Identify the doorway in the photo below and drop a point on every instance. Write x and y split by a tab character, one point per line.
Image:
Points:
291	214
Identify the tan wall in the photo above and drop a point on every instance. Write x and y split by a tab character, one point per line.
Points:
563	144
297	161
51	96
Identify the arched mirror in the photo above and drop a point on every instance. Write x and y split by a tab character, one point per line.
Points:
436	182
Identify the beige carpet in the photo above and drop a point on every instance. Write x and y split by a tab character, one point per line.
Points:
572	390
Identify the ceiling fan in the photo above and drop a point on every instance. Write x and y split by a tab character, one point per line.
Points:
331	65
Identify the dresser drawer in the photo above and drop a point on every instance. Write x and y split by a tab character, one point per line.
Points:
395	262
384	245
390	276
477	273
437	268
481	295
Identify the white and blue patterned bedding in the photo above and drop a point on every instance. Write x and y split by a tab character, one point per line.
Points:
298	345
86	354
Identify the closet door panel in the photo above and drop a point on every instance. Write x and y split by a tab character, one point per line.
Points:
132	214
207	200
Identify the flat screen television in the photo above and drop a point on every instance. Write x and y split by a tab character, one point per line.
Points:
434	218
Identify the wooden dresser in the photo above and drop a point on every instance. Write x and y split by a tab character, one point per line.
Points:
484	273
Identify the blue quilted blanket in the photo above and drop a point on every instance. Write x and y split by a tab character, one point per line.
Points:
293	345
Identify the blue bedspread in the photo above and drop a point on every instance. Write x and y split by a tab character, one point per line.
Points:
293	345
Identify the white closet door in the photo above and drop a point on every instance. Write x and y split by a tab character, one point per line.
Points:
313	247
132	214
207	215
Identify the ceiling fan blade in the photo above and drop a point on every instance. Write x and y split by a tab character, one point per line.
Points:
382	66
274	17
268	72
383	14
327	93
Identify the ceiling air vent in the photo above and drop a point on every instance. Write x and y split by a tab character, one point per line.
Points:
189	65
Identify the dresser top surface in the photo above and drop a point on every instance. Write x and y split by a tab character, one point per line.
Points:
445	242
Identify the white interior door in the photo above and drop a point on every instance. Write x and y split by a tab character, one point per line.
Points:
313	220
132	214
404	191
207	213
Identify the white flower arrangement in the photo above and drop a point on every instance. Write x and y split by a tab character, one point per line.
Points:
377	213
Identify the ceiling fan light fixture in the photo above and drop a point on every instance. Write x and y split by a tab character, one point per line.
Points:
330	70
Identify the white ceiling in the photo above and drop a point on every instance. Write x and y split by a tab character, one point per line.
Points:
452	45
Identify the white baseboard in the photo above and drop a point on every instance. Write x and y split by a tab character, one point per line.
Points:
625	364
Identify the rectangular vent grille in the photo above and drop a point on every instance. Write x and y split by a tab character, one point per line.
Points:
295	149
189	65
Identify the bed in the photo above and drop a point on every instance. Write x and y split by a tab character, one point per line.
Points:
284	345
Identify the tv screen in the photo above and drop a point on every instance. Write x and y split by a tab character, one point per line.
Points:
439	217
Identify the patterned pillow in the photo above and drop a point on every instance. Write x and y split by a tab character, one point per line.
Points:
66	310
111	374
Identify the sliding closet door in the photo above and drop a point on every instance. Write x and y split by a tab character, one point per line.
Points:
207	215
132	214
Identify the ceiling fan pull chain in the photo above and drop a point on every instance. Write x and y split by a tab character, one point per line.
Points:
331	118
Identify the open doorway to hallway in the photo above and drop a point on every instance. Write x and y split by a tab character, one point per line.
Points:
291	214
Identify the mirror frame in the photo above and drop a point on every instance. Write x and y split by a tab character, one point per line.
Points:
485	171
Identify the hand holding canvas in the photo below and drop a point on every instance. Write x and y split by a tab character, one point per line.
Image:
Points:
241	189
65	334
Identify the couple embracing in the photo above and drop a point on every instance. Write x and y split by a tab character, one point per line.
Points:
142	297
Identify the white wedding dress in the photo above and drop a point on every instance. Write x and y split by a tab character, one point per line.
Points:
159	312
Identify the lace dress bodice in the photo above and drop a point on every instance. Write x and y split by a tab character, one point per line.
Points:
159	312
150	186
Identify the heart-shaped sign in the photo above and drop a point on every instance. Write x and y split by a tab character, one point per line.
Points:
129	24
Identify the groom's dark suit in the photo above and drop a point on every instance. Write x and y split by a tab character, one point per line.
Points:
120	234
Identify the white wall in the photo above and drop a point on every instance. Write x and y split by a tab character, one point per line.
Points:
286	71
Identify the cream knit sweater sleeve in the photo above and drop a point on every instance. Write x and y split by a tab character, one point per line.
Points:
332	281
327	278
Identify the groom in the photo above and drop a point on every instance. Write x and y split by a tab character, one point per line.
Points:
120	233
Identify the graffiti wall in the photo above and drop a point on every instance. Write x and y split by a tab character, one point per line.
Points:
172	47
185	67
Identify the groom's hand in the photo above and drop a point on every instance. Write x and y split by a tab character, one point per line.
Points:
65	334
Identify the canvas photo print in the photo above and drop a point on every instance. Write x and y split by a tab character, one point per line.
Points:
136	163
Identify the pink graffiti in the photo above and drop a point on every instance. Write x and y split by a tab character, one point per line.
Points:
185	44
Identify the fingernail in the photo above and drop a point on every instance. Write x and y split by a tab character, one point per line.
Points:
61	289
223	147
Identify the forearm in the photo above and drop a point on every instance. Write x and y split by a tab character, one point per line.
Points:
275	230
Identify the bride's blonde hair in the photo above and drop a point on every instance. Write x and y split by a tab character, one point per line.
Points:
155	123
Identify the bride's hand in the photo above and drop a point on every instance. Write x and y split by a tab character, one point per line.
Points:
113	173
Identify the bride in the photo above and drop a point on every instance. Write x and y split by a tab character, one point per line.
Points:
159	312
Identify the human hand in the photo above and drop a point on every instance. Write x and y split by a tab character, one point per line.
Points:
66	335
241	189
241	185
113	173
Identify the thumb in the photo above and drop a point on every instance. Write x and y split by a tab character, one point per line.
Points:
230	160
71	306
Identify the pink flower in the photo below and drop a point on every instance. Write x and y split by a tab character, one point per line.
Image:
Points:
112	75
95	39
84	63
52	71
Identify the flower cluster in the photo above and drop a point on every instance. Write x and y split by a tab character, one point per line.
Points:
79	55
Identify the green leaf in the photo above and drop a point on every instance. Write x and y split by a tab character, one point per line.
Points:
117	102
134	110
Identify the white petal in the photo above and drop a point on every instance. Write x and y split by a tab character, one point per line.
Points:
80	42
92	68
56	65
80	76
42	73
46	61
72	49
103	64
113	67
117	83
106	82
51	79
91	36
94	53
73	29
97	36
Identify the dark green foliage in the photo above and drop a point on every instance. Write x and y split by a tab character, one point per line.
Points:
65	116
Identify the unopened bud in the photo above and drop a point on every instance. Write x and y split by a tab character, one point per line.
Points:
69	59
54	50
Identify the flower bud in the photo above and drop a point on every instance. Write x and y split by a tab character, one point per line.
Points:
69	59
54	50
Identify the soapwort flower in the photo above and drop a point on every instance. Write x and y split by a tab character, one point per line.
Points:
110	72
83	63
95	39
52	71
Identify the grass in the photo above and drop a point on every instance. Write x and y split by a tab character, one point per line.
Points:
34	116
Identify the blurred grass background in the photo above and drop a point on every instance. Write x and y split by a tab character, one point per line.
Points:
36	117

-- What you will do --
Reproduce, word for word, every line starting at the line that contains "Identify the white petal" and ending with the final line of the entries.

-- Result for this task --
Identify the white petal in the photo above and drop a point on every instance. Write x and y split by a tab character, one point per line.
Points:
80	42
92	68
56	65
80	76
42	73
46	61
72	49
103	64
113	67
117	83
106	82
51	79
91	36
94	53
73	29
97	36
Identify the dark green foliage in the photo above and drop a point on every instance. Write x and y split by a tab character, one point per line.
Points:
65	116
Identify the unopened bud in the photo above and drop a point on every instance. Write x and y split by a tab character, one point per line.
Points:
69	59
54	50
Identify the flower bud in the photo above and drop a point on every instance. Write x and y split by a tab character, one point per line.
Points:
69	59
54	50
Identify the soapwort flower in the photo above and drop a point on every instance. Write x and y split by a tab character, one point per line.
Points:
110	72
83	63
95	39
52	71
Identify the grass in the photo above and drop a point on every instance. Write x and y split by a tab character, one point per line.
Points:
34	116
Identify the blurred grass background in the photo above and drop a point on every instance. Write x and y split by a tab character, one point per line.
Points:
36	117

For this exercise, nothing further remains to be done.